After staying for a while in the beautiful El Nido, Palawan we finally found a dish that we simply adored and had to write about – the coconut soup. Contrary to our expectations, the street food and food found in local eateries was largely disappointing blend of gritty pieces of meat that make you wonder what they do with the good parts since all they ever serve is the pork belly and trimmings, soused with sugar and fat.
On the other hand, the market is an eye candy for fishlovers – coming on Wednesday or Saturday morning – half of the produce is still alive! And such variety – tunas, groupers, snappers, squid, shrimp, lobsters, clams… It’s only natural to ponder why is fish so rarely caught with the traditional Filipino menu net.
Restaurants on the beachfront do start serving the fish in the evening, but they tend to overdo the grilling which results in a bitter and charred taste. One interesting thing we tried though was a Kinilaw na Tanigue with Mango (Spanish mackerel ceviche with mango) which had a great potential but was ruined by too much vinegar – therefore we made a version only with kalamansi and it was a bullseye. Recipe coming soon…
Getting back to the Ginataang Hipon. Etymologically, “ginataan” in Tagalog means “to cook in coconut milk” (gata) and it serves as a medium for boiling all sorts of meat and vegetables – from chicken and pork, to seafood and mung beans. Since it is delicate and velvety I love to use it with tender meats such as shrimp.
Thus, the most important ingredient for the soup is the coconut milk. How does one get it? It’s easy. You can either buy it powdered or make your own. With the abundance of coconuts around (it’s as easy as picking the fallen ones from the beach) we decided to make our own since it is easy and quick. The guy selling them on the market has a grating machine and grates 2 coconuts in 2 minutes. Then you just mix the gratings with 2 cups of hot water, stir, wait for 5 minutes, strain and voila! The best coconut milk ever!

- Record list:
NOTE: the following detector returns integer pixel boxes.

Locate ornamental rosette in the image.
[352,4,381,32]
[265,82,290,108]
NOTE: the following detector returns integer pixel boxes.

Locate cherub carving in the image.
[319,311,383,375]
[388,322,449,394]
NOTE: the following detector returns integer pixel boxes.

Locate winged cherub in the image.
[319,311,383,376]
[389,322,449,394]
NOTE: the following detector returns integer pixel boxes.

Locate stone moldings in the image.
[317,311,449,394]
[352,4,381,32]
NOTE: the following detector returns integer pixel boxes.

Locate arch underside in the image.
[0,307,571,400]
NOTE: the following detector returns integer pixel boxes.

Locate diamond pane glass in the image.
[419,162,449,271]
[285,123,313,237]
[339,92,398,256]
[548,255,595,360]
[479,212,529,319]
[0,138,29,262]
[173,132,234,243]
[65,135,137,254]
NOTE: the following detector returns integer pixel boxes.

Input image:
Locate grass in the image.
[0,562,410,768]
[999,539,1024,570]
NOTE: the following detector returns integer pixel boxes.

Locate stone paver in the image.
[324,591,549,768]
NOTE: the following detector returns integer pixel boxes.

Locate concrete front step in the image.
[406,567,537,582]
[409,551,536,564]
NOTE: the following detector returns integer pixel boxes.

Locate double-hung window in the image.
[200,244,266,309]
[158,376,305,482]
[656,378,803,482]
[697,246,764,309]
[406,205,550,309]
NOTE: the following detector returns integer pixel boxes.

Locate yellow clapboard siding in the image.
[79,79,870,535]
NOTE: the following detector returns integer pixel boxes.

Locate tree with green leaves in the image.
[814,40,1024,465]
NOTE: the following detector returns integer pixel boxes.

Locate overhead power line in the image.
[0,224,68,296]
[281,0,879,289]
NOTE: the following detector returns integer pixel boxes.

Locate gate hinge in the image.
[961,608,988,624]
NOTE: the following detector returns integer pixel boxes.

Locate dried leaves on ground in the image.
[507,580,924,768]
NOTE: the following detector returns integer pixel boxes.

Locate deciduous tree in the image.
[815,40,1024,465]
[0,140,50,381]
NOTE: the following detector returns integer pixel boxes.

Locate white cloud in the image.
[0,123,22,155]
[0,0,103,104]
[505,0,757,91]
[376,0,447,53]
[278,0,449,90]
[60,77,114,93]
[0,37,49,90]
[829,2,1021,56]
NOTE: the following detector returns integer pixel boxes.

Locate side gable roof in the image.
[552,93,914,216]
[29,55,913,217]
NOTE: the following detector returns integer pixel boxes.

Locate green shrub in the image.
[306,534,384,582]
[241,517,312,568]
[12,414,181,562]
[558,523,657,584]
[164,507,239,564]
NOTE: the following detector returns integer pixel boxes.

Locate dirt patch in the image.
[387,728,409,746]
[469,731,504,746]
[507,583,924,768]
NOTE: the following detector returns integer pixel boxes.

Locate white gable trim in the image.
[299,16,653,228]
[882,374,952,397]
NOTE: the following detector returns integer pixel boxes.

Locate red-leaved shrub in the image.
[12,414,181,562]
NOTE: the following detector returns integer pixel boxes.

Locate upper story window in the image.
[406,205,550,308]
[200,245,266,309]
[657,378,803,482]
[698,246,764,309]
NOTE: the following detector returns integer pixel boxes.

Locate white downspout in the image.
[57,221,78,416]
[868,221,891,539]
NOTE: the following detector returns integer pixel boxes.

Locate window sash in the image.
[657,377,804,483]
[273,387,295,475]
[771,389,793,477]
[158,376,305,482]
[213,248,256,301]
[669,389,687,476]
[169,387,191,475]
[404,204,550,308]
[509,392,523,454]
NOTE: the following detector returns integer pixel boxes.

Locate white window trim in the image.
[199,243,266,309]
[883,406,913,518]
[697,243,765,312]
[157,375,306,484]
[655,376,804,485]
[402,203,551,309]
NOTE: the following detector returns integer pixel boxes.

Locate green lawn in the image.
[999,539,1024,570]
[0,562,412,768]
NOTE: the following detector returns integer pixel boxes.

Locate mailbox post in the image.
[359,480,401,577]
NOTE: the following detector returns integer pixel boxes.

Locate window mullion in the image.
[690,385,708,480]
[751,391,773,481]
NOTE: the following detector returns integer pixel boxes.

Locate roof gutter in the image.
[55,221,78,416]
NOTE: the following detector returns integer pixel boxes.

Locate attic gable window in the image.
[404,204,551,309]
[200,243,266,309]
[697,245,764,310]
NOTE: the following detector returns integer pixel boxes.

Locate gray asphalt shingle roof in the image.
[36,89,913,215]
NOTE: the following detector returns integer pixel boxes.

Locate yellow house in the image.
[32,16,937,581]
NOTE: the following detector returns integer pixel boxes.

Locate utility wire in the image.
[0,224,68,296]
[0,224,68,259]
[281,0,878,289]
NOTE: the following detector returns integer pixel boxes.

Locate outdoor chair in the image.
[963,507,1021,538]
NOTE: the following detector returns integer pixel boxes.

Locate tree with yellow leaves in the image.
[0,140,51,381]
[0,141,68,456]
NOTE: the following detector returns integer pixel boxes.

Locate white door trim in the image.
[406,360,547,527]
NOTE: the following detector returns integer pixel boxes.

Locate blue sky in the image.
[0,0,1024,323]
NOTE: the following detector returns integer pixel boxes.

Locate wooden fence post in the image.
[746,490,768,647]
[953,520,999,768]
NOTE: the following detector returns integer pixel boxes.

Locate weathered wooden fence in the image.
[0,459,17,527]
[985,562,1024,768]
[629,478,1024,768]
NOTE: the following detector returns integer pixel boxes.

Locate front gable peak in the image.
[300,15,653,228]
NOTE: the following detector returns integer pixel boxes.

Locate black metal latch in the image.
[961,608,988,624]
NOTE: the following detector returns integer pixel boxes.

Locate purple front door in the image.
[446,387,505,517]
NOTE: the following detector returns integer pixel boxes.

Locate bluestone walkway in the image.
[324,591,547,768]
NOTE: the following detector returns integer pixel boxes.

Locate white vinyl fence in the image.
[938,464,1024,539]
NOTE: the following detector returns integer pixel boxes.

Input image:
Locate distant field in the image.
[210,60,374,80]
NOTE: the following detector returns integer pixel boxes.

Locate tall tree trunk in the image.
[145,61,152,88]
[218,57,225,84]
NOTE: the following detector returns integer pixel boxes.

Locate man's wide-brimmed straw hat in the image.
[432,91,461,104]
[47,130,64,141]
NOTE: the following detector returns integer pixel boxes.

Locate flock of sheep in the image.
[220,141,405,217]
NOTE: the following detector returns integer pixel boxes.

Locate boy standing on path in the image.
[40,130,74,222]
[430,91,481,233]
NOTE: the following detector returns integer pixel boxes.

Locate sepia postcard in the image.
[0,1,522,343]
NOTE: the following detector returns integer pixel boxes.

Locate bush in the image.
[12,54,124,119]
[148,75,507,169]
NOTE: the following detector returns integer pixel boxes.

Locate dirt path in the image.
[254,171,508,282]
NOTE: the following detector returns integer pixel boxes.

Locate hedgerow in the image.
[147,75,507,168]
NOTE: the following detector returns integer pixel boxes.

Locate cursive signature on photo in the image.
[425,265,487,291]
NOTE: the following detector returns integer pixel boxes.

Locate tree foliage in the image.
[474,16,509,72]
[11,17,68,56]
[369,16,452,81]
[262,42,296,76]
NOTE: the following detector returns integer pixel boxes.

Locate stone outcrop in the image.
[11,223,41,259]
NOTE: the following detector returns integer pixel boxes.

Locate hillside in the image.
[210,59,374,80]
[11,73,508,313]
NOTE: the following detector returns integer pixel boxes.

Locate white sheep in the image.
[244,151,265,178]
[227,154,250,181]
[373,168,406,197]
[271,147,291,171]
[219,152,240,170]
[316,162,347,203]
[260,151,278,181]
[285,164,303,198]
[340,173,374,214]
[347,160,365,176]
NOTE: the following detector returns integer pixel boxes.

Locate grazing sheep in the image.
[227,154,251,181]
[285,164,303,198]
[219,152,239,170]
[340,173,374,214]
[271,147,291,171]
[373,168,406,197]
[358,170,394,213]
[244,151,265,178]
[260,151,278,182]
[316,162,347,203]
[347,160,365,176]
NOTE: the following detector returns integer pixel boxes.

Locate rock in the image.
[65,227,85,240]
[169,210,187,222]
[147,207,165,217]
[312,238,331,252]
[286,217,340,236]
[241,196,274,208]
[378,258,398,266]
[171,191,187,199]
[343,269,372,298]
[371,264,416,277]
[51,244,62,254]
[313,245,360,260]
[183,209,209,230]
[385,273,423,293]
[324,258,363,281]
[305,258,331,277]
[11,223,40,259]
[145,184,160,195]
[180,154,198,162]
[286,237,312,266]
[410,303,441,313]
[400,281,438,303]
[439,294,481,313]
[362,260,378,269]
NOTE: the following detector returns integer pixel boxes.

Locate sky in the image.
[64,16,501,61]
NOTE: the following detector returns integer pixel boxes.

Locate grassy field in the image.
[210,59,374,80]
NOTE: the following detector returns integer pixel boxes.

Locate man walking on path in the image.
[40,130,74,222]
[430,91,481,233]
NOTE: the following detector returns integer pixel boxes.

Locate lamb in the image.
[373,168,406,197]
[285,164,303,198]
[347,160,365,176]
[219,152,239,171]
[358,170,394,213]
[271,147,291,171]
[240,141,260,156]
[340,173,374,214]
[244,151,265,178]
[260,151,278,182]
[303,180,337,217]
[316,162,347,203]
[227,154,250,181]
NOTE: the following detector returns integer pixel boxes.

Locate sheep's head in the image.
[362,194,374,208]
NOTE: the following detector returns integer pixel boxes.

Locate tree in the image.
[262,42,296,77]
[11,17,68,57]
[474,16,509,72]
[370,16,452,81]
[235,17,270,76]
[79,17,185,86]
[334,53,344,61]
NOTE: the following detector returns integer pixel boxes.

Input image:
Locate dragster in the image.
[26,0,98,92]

- Challenges:
1) In the coconut soup passage, what does "ginataan" mean in Tagalog?
2) List every kind of seafood that the coconut soup passage names as sold at the El Nido market.

- Expected responses:
1) To cook in coconut milk.

2) Tunas, groupers, snappers, squid, shrimp, lobsters, clams